• **DOCUMENT PASSAGE**
* BEGIN *
Finally we are left with things that pass all of those tests but that I happen to think are bad ideas. That isn't a good reason for me to object to a permanent change of sovereignty because I think those should be made based on enduring principles and not on the fact that the current EU rules suit me better than the desires of the current government.

Anyway you're left with a grab bag of the trivial and the irrelevant. Are we going to get any additional UK productivity from repealing the WTD? No as it was widely opted out of anyway. Do I think it would make us a better society not to have it? Also no but that's a personal view.

That doesn't mean that Scottish independence has to be an equally bad idea as Brexit and it certainly doesn't mean that other people can't disagree with my conclusions that both Brexit and Scottish independence are bad ideas. I do think that it is ultimately on the proposer of radical change, in this case the SNP, to make a compelling case for what the new model looks like. Unfortunately they may well have taken a lesson from Brexit that you can get your political goals through without doing any such thing.
* END *
• **GOAL A**
Render the part of the listing that opens with the line containing "Note: mark the lake water" and closes with the line containing "pixel 319 370", both lines included, as a Markdown table with the columns Row and Listing line. Number each line, skip blank lines, and omit the pictures.

• **THE RECORDS**
* BEGIN *
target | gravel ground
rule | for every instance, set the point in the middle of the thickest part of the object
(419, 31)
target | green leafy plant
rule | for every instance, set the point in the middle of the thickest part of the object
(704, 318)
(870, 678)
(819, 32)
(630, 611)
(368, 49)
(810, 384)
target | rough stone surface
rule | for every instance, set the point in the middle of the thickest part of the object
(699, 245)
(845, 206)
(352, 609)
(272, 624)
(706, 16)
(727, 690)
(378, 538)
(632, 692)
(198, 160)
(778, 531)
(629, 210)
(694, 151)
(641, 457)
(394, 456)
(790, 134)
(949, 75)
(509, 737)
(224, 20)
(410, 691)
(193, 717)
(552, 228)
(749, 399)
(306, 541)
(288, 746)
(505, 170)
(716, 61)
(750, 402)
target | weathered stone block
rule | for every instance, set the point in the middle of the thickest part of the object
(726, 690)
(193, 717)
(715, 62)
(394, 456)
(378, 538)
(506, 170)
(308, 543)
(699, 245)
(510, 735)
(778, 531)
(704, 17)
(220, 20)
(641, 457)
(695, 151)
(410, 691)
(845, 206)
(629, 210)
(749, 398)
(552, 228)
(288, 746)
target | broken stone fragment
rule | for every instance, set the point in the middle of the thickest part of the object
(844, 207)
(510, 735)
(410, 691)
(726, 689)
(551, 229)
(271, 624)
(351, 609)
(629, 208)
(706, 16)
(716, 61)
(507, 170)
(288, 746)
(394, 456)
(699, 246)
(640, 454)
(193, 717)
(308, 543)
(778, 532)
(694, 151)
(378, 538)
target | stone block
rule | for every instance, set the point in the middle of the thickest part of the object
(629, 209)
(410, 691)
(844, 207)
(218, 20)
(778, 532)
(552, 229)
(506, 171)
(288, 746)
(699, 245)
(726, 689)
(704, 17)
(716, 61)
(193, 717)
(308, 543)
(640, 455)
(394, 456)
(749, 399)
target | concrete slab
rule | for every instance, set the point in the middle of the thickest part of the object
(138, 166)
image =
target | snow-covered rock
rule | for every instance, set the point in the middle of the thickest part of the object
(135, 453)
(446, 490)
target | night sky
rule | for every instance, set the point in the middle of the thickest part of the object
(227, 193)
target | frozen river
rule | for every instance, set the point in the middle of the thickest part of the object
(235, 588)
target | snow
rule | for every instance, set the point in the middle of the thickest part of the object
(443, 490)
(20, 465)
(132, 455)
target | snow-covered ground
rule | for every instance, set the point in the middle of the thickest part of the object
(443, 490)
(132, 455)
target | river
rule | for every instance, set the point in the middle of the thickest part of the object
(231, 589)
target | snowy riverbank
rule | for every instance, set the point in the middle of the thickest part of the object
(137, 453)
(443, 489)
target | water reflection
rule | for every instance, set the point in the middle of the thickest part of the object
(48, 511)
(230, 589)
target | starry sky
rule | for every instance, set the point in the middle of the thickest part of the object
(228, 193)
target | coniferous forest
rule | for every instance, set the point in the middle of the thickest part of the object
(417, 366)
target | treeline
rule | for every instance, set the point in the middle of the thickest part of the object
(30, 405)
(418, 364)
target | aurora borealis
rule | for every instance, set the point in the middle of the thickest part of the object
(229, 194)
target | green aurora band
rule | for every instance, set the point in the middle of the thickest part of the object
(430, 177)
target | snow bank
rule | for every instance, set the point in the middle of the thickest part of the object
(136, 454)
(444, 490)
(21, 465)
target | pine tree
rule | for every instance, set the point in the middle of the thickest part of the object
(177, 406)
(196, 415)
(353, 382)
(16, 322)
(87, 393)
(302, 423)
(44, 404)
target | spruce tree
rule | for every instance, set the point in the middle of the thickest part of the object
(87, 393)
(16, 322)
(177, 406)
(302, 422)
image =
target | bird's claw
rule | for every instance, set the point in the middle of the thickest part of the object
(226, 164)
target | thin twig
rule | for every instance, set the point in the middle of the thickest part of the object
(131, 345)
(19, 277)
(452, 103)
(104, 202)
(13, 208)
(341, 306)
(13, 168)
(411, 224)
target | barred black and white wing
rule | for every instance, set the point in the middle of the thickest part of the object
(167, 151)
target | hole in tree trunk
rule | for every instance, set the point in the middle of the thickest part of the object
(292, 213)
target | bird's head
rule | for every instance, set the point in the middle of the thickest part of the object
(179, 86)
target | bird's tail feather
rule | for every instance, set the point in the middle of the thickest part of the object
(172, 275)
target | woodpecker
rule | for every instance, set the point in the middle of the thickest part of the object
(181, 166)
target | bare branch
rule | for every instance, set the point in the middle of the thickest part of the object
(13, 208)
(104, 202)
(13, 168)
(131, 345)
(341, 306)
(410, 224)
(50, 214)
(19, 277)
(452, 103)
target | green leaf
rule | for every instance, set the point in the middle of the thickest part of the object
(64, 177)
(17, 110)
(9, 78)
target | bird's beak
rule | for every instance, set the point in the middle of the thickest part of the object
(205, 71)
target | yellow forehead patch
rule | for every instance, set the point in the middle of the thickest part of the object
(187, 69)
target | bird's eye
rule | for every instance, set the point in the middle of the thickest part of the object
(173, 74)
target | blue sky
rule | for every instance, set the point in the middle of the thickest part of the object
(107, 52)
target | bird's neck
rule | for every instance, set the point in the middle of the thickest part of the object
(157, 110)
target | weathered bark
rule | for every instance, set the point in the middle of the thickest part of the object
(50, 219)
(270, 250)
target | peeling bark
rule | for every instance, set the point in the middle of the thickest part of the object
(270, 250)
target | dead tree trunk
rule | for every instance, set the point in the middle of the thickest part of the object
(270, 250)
* END *
* BEGIN *
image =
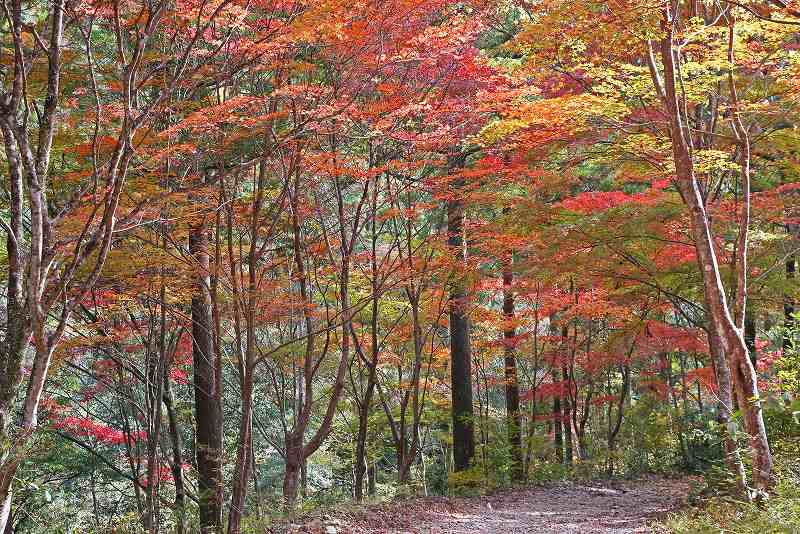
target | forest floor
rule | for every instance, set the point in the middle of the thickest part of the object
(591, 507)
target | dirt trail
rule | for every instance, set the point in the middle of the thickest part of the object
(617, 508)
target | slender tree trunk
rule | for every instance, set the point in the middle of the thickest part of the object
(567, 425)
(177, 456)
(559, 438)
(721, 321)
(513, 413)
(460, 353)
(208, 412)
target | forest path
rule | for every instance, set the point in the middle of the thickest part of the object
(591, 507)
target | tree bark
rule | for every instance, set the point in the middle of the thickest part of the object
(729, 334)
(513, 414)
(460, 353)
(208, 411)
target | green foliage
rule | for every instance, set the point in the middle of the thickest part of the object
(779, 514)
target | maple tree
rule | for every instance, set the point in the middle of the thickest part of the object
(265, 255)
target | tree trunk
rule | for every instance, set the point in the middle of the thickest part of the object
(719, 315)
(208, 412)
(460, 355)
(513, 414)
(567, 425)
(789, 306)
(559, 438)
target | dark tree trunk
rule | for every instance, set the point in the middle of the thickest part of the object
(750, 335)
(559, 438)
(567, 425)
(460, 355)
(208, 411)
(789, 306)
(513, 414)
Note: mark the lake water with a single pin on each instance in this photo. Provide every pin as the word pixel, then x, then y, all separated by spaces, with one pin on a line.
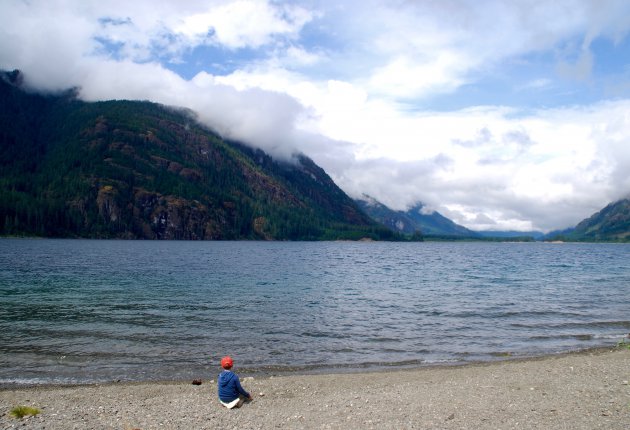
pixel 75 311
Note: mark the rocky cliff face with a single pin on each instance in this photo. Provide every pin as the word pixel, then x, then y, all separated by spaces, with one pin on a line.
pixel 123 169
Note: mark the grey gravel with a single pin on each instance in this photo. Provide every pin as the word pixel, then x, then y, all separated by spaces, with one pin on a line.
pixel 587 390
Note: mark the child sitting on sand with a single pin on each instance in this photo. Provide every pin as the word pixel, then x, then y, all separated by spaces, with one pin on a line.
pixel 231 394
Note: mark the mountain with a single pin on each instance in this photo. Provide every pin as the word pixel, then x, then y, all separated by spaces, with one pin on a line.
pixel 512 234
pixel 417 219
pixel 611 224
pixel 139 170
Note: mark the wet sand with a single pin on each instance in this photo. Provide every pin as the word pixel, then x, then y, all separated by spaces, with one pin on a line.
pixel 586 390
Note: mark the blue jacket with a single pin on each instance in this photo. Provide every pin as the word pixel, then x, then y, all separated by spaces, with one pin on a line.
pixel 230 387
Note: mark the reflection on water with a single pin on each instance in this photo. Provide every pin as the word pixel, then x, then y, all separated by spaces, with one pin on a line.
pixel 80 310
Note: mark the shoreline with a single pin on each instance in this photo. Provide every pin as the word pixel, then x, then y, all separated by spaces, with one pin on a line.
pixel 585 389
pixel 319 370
* END *
* BEGIN *
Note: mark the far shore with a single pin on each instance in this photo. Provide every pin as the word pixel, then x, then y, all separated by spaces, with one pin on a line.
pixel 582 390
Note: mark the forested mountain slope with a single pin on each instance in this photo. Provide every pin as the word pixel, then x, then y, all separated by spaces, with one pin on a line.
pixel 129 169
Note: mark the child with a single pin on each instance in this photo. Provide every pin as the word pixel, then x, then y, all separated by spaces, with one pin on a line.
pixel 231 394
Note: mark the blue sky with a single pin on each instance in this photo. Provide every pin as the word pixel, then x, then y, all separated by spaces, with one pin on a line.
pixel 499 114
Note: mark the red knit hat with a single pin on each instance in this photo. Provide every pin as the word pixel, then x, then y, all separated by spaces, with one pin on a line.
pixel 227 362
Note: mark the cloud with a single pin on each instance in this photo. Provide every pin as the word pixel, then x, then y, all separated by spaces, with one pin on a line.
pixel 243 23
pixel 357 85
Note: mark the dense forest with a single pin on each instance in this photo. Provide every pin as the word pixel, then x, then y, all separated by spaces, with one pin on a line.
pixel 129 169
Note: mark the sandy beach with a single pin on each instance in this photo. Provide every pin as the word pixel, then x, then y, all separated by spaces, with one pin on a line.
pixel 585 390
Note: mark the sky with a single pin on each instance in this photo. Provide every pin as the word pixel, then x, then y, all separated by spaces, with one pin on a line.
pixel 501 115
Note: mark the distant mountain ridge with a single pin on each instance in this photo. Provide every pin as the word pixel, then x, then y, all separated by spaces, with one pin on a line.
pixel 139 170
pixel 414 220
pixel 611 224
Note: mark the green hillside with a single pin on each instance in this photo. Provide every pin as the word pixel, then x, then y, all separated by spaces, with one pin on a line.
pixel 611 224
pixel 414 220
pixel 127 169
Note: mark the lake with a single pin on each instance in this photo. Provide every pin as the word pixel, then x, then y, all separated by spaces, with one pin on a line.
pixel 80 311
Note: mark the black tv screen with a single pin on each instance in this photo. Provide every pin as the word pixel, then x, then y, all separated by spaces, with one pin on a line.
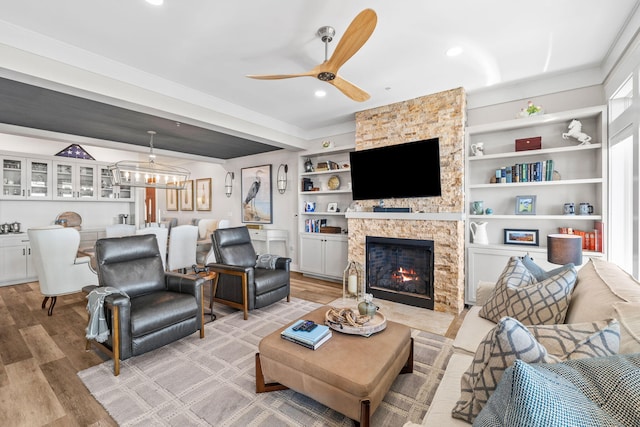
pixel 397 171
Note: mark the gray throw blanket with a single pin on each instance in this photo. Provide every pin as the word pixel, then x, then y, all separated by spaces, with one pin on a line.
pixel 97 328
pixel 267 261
* END *
• **GOAL B**
Reproduce the part of the passage on Brexit and Scottish independence that opens with the words "Anyway you're left" and closes with "any such thing.".

• **EXERCISE ANSWER A**
| Row | Listing line |
|---|---|
| 1 | Note: mark the lake water with a single pin on each instance in this photo. Provide every pin as the word pixel, then x, then y, all separated by spaces, with one pin on a line. |
| 2 | pixel 75 311 |
| 3 | Note: mark the rocky cliff face with a single pin on each instance in this photo. Provide every pin as the word pixel, then x, then y, all separated by spaces, with one pin on a line. |
| 4 | pixel 123 169 |
| 5 | Note: mark the grey gravel with a single pin on each instance in this photo. Provide every pin as the word pixel, then x, then y, all separated by spaces, with one pin on a line. |
| 6 | pixel 587 390 |
| 7 | Note: mark the child sitting on sand with a single pin on each instance in this photo. Provide every pin as the word pixel, then x, then y, all separated by spaces, with one pin on a line. |
| 8 | pixel 231 394 |
| 9 | Note: mark the mountain with a single pin on each instance in this photo. Provide every pin as the word pixel, then x, then y, all separated by spaces, with one pin on a line. |
| 10 | pixel 512 234 |
| 11 | pixel 417 219 |
| 12 | pixel 611 224 |
| 13 | pixel 139 170 |
| 14 | Note: mark the wet sand with a single pin on each instance in this photo. Provide every pin as the word pixel, then x, then y, all separated by spaces, with one pin on a line. |
| 15 | pixel 586 390 |
| 16 | Note: mark the blue jacket with a single pin on each instance in this photo. Provide every pin as the word pixel, then x, then y, all separated by spaces, with one pin on a line. |
| 17 | pixel 230 387 |
| 18 | Note: mark the reflection on water with a single pin on each instance in this photo. Provide every pin as the word pixel, then x, then y, all separated by spaces, with one pin on a line. |
| 19 | pixel 80 310 |
| 20 | Note: mark the shoreline with a single pin on each instance in this photo. Provide every pin as the word pixel, then x, then y, all separated by spaces, with one pin on a line. |
| 21 | pixel 585 389 |
| 22 | pixel 319 370 |

• **EXERCISE ANSWER B**
Anyway you're left with a grab bag of the trivial and the irrelevant. Are we going to get any additional UK productivity from repealing the WTD? No as it was widely opted out of anyway. Do I think it would make us a better society not to have it? Also no but that's a personal view.

That doesn't mean that Scottish independence has to be an equally bad idea as Brexit and it certainly doesn't mean that other people can't disagree with my conclusions that both Brexit and Scottish independence are bad ideas. I do think that it is ultimately on the proposer of radical change, in this case the SNP, to make a compelling case for what the new model looks like. Unfortunately they may well have taken a lesson from Brexit that you can get your political goals through without doing any such thing.